* **Dataset**:
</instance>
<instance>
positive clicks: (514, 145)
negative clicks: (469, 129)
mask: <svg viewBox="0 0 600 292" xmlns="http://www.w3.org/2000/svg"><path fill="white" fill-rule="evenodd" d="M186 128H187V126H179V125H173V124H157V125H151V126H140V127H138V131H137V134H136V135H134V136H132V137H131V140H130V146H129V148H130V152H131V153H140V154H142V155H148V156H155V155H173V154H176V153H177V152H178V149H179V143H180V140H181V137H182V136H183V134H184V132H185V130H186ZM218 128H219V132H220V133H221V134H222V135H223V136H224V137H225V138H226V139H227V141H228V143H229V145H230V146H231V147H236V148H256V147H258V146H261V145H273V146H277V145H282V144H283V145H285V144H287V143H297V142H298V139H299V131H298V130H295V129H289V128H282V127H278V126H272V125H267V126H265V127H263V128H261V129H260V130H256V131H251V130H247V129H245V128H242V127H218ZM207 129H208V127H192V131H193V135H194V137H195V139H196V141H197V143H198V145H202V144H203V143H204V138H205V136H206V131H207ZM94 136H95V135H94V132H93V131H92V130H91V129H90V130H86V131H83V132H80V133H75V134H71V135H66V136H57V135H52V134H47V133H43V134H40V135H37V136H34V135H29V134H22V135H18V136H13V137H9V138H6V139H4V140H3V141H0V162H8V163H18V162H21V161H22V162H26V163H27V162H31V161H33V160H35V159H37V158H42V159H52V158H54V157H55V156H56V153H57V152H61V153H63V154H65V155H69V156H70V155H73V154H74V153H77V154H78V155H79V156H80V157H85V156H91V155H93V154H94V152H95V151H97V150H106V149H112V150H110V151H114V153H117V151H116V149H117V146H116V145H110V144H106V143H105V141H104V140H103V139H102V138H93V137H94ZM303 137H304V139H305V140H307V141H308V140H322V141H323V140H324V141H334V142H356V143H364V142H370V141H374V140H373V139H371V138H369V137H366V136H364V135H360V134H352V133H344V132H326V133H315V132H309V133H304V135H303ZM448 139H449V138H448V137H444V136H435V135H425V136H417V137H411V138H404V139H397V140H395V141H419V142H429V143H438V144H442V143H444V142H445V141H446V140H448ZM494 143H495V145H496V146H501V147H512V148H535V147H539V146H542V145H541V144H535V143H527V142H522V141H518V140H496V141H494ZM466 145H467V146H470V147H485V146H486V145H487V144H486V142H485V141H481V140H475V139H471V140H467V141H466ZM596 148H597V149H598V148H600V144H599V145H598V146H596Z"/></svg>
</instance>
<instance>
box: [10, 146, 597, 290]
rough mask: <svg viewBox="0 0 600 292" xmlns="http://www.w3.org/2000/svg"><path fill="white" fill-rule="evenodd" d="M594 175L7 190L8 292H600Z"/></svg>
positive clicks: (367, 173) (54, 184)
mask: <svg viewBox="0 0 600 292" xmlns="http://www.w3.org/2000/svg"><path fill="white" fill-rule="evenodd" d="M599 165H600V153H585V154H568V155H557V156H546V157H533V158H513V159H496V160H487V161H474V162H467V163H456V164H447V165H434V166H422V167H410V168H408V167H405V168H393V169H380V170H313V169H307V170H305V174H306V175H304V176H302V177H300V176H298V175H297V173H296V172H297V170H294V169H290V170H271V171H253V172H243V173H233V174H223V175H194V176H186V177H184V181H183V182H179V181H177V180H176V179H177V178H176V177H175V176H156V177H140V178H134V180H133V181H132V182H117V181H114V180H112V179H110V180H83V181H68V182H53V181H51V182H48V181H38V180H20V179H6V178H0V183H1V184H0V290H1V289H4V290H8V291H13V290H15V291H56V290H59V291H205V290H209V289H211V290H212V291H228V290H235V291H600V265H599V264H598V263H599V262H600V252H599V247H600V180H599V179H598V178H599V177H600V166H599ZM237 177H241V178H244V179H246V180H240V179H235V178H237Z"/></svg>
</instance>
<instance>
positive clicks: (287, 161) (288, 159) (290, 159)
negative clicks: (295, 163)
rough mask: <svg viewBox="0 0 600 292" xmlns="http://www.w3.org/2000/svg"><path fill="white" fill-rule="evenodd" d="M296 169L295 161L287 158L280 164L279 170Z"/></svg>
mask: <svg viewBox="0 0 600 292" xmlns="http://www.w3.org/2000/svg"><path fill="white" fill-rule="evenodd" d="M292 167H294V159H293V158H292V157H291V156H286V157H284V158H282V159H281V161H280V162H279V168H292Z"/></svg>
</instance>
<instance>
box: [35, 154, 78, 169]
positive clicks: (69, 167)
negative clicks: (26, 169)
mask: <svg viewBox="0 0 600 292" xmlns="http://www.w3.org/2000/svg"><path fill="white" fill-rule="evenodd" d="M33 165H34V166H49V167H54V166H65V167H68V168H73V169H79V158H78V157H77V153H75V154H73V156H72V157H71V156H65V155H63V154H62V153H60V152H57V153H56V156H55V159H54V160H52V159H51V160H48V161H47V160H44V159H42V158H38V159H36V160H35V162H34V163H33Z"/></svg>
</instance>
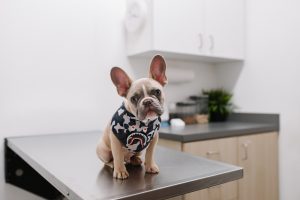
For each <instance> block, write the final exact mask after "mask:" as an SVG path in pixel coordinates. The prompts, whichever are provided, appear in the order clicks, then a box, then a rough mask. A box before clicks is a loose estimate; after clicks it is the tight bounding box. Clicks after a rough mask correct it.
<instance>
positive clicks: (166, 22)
mask: <svg viewBox="0 0 300 200" xmlns="http://www.w3.org/2000/svg"><path fill="white" fill-rule="evenodd" d="M203 2H204V0H185V1H183V0H155V1H153V18H154V20H153V26H154V27H153V43H154V46H153V48H154V50H159V51H166V52H174V53H182V54H191V55H195V54H200V53H201V49H202V46H203V33H204V3H203Z"/></svg>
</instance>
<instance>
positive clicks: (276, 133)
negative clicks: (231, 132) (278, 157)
mask: <svg viewBox="0 0 300 200" xmlns="http://www.w3.org/2000/svg"><path fill="white" fill-rule="evenodd" d="M238 150H239V151H238V153H239V155H238V156H239V163H238V164H239V165H240V166H241V167H243V168H244V178H243V179H241V180H239V181H238V182H239V196H240V199H241V200H253V199H256V200H278V133H277V132H273V133H265V134H258V135H249V136H241V137H239V138H238Z"/></svg>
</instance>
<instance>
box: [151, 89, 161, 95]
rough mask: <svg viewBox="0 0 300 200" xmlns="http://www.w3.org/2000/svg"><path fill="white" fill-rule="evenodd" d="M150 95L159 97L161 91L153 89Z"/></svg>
mask: <svg viewBox="0 0 300 200" xmlns="http://www.w3.org/2000/svg"><path fill="white" fill-rule="evenodd" d="M151 94H152V95H155V96H157V97H159V96H160V95H161V91H160V89H154V90H152V91H151Z"/></svg>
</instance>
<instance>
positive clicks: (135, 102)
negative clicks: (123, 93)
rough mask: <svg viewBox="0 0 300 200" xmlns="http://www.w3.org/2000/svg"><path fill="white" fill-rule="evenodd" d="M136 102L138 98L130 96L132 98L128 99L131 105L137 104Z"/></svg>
mask: <svg viewBox="0 0 300 200" xmlns="http://www.w3.org/2000/svg"><path fill="white" fill-rule="evenodd" d="M138 100H139V97H138V96H132V97H131V98H130V101H131V102H132V103H134V104H136V103H137V102H138Z"/></svg>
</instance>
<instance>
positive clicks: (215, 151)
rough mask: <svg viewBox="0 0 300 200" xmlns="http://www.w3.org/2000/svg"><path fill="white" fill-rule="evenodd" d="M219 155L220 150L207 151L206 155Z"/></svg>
mask: <svg viewBox="0 0 300 200" xmlns="http://www.w3.org/2000/svg"><path fill="white" fill-rule="evenodd" d="M213 155H220V151H207V152H206V156H213Z"/></svg>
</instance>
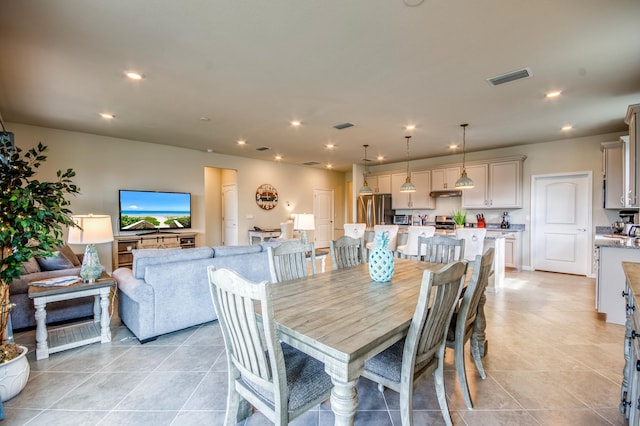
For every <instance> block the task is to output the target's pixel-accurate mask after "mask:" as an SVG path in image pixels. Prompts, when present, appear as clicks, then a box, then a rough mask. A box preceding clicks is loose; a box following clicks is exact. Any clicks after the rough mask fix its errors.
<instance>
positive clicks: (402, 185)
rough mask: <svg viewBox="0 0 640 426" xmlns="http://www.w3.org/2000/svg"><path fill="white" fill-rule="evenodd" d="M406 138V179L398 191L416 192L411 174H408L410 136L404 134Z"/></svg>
mask: <svg viewBox="0 0 640 426" xmlns="http://www.w3.org/2000/svg"><path fill="white" fill-rule="evenodd" d="M405 138H406V139H407V179H406V180H405V181H404V183H403V184H402V186H401V187H400V192H416V186H415V185H414V184H412V183H411V175H410V174H409V139H411V136H405Z"/></svg>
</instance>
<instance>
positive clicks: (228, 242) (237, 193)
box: [222, 183, 238, 246]
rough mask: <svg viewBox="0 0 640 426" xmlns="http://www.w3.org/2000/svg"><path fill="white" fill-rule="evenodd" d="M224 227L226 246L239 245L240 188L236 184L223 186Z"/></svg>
mask: <svg viewBox="0 0 640 426" xmlns="http://www.w3.org/2000/svg"><path fill="white" fill-rule="evenodd" d="M222 227H223V235H224V240H223V242H222V243H223V244H224V245H225V246H237V245H238V188H237V186H236V184H235V183H234V184H225V185H222Z"/></svg>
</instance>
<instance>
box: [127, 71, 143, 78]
mask: <svg viewBox="0 0 640 426" xmlns="http://www.w3.org/2000/svg"><path fill="white" fill-rule="evenodd" d="M124 75H126V76H127V78H129V79H131V80H142V79H143V78H144V75H142V74H140V73H137V72H135V71H127V72H126V73H124Z"/></svg>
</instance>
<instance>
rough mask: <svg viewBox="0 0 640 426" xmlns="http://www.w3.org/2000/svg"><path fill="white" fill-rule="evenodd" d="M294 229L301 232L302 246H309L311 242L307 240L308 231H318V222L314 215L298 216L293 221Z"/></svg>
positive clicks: (293, 226) (300, 234) (305, 213)
mask: <svg viewBox="0 0 640 426" xmlns="http://www.w3.org/2000/svg"><path fill="white" fill-rule="evenodd" d="M293 229H295V230H296V231H300V237H301V239H302V244H307V243H308V242H309V240H308V239H307V231H313V230H314V229H316V221H315V218H314V217H313V215H312V214H307V213H303V214H297V215H296V218H295V219H294V221H293Z"/></svg>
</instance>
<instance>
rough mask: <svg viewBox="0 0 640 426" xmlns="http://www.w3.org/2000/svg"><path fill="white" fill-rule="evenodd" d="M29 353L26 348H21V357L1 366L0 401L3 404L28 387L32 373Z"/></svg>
mask: <svg viewBox="0 0 640 426" xmlns="http://www.w3.org/2000/svg"><path fill="white" fill-rule="evenodd" d="M27 351H28V349H27V348H26V347H25V346H20V355H18V356H17V357H15V358H14V359H12V360H10V361H7V362H4V363H2V364H0V400H2V402H5V401H7V400H9V399H11V398H13V397H14V396H16V395H18V394H19V393H20V392H21V391H22V389H24V387H25V386H26V385H27V380H29V372H30V371H31V367H30V366H29V361H28V360H27Z"/></svg>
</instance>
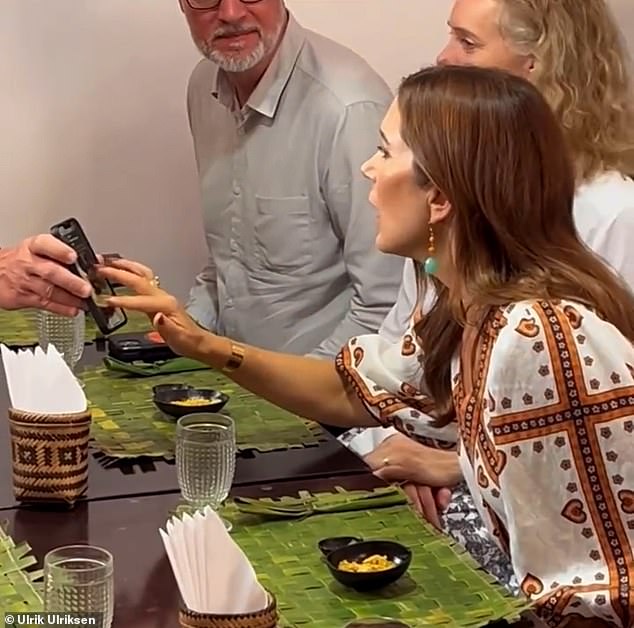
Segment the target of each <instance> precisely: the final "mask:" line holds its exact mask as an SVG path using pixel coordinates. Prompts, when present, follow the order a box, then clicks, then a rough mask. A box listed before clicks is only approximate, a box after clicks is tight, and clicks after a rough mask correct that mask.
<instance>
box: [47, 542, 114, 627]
mask: <svg viewBox="0 0 634 628" xmlns="http://www.w3.org/2000/svg"><path fill="white" fill-rule="evenodd" d="M44 610H45V611H49V612H65V613H96V614H98V615H99V620H98V621H101V623H98V625H99V626H100V628H110V627H111V626H112V618H113V615H114V565H113V559H112V554H111V553H110V552H108V551H107V550H105V549H102V548H100V547H95V546H93V545H67V546H65V547H58V548H56V549H54V550H51V551H50V552H49V553H48V554H47V555H46V556H45V557H44Z"/></svg>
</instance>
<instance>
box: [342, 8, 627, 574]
mask: <svg viewBox="0 0 634 628" xmlns="http://www.w3.org/2000/svg"><path fill="white" fill-rule="evenodd" d="M448 25H449V31H450V35H449V41H448V43H447V45H446V46H445V48H444V49H443V50H442V51H441V52H440V54H439V55H438V59H437V61H438V63H439V64H446V63H451V64H459V65H477V66H484V67H498V68H503V69H505V70H507V71H510V72H512V73H514V74H516V75H519V76H522V77H524V78H527V79H528V80H530V81H531V82H532V83H533V84H534V85H535V86H536V87H537V88H538V89H539V90H540V91H541V93H542V94H543V95H544V96H545V98H546V100H547V101H548V103H549V105H550V106H551V107H552V109H553V111H554V112H555V114H556V117H557V119H558V120H559V122H560V123H561V125H562V127H563V130H564V136H565V139H566V142H567V145H568V147H569V149H570V151H571V154H572V157H573V160H574V165H575V174H576V194H575V203H574V219H575V225H576V227H577V229H578V231H579V235H580V237H581V239H582V240H583V241H584V243H585V244H586V245H587V246H588V247H589V248H590V249H592V250H593V251H594V252H595V253H597V254H599V255H600V256H601V257H602V258H603V259H604V260H605V261H607V262H608V263H609V264H610V266H612V268H614V269H615V270H616V271H618V272H619V273H620V274H621V275H622V276H623V277H624V279H625V280H626V281H627V283H628V284H629V285H630V286H632V287H634V181H633V180H632V178H631V176H632V175H633V174H634V93H633V91H632V80H631V76H630V74H629V72H628V63H629V60H628V58H627V54H626V46H625V44H624V42H623V38H622V36H621V33H620V32H619V28H618V26H617V23H616V20H615V18H614V16H613V15H612V13H611V11H610V9H609V7H608V5H607V3H606V2H605V1H604V0H556V1H554V0H456V1H455V2H454V5H453V8H452V11H451V14H450V17H449V20H448ZM522 176H523V174H522V172H521V171H519V170H518V172H517V177H518V178H521V177H522ZM433 302H434V295H433V294H429V293H428V294H426V295H425V296H422V295H421V297H420V303H419V291H418V287H417V281H416V276H415V272H414V265H413V264H406V265H405V270H404V276H403V282H402V286H401V291H400V294H399V298H398V302H397V304H396V306H395V307H394V308H393V310H392V311H391V312H390V314H389V315H388V317H387V318H386V320H385V322H384V324H383V326H382V328H381V329H380V331H379V333H381V334H382V335H383V336H384V337H386V338H388V339H391V340H394V341H398V339H399V338H400V337H401V335H402V333H403V330H404V329H406V328H407V326H408V325H409V322H410V317H411V316H412V312H414V311H415V310H417V309H422V310H426V309H428V308H429V307H430V306H431V305H432V304H433ZM344 438H345V439H346V440H347V441H348V444H349V446H350V447H351V449H353V450H354V451H356V452H357V453H359V454H360V455H363V456H364V457H365V460H366V462H368V464H369V465H370V466H371V467H372V468H373V469H374V470H375V471H376V472H377V473H378V474H379V475H381V476H383V477H384V478H385V479H387V480H394V481H406V480H409V481H410V483H409V484H408V485H406V489H407V491H408V494H409V495H410V497H411V499H412V500H413V501H414V503H415V504H417V506H418V509H419V510H420V511H421V512H423V514H424V515H425V516H426V517H427V518H428V519H429V520H430V521H432V522H433V523H435V524H436V525H441V526H442V527H443V528H444V529H446V530H448V531H449V532H451V533H452V535H453V536H454V537H455V538H456V539H457V540H458V541H459V542H461V543H463V544H464V545H466V546H468V547H469V549H470V550H471V551H472V553H474V554H475V555H478V556H479V558H480V560H481V562H482V563H483V564H484V565H485V566H486V567H487V568H488V569H489V570H490V571H492V572H493V573H495V574H496V575H498V577H499V578H500V579H501V580H502V581H505V582H508V581H509V578H511V570H510V567H509V565H508V564H507V563H506V560H505V559H504V557H503V556H501V555H500V554H499V553H498V552H497V551H496V550H495V547H494V546H493V545H492V544H491V543H490V542H488V539H487V535H486V533H485V531H484V528H483V526H482V523H481V521H480V518H479V517H478V515H477V512H476V510H475V508H474V506H473V504H472V503H471V500H470V498H469V496H468V493H467V491H466V490H465V488H464V486H463V487H460V488H459V489H458V490H456V491H454V493H453V499H452V501H451V503H450V504H449V507H448V510H446V511H445V513H444V516H442V517H440V518H439V513H438V512H437V510H439V511H443V510H444V509H445V508H446V507H447V504H448V502H449V498H448V495H447V491H446V490H442V489H440V491H438V489H435V492H436V494H437V495H440V498H439V499H437V500H436V503H435V502H434V499H433V497H432V495H431V493H432V490H431V489H430V487H427V486H424V485H423V484H422V483H421V481H420V478H421V477H425V474H426V473H427V472H428V470H427V469H426V467H427V466H428V465H430V464H435V463H436V462H435V461H436V460H437V459H438V458H439V456H441V455H442V454H440V453H439V452H438V451H433V450H431V451H430V450H427V449H426V448H425V447H424V446H423V445H421V444H419V443H417V442H415V441H413V440H412V439H408V438H405V437H403V436H402V435H400V434H398V433H396V434H395V431H394V430H381V429H377V428H375V429H371V430H356V431H353V432H352V433H349V434H347V435H345V437H344ZM386 463H387V464H386ZM438 464H442V459H440V461H439V462H438ZM511 584H513V583H512V581H511Z"/></svg>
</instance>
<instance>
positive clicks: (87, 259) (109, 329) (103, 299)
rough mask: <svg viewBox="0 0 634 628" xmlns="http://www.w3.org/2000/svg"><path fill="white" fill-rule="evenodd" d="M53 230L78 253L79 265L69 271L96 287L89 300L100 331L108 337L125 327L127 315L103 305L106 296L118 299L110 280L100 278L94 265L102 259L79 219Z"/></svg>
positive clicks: (67, 243) (70, 221)
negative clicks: (82, 277)
mask: <svg viewBox="0 0 634 628" xmlns="http://www.w3.org/2000/svg"><path fill="white" fill-rule="evenodd" d="M50 231H51V233H52V234H53V235H54V236H55V237H56V238H58V239H59V240H61V241H62V242H64V243H65V244H68V246H70V247H71V248H73V249H74V250H75V252H76V253H77V262H75V264H72V265H71V266H70V269H71V270H72V271H73V272H74V273H75V274H76V275H79V276H80V277H83V278H84V279H87V280H88V281H89V282H90V284H91V285H92V287H93V293H92V295H91V296H90V297H88V299H86V301H87V304H88V310H89V312H90V314H91V316H92V317H93V318H94V320H95V323H97V327H99V331H101V333H102V334H103V335H104V336H107V335H108V334H111V333H112V332H113V331H116V330H117V329H119V328H121V327H123V326H124V325H125V324H126V323H127V322H128V317H127V316H126V314H125V312H124V311H123V310H122V309H121V308H113V307H108V306H106V305H105V304H104V302H103V301H104V298H105V297H108V296H115V295H116V292H115V291H114V288H113V287H112V284H111V283H110V282H109V281H108V280H107V279H103V278H102V277H97V275H96V273H95V266H96V265H97V264H98V263H99V260H98V259H97V256H96V255H95V252H94V250H93V248H92V246H91V245H90V242H89V241H88V238H87V237H86V234H85V233H84V230H83V229H82V228H81V225H80V224H79V222H78V221H77V219H76V218H67V219H66V220H64V221H62V222H60V223H58V224H56V225H53V226H52V227H51V230H50Z"/></svg>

* **What you need to do**: The lines to extract from the data above begin with the line containing "box: [151, 89, 161, 95]" and end with the line containing "negative clicks: (123, 93)". Extract them exactly, including both.

* **Result for this task**:
box: [151, 89, 161, 95]
rough mask: <svg viewBox="0 0 300 200" xmlns="http://www.w3.org/2000/svg"><path fill="white" fill-rule="evenodd" d="M150 95L159 97L161 91L153 89Z"/></svg>
mask: <svg viewBox="0 0 300 200" xmlns="http://www.w3.org/2000/svg"><path fill="white" fill-rule="evenodd" d="M151 94H152V95H155V96H157V97H159V96H160V95H161V91H160V89H154V90H152V91H151Z"/></svg>
</instance>
<instance>
positive clicks: (135, 102)
negative clicks: (123, 93)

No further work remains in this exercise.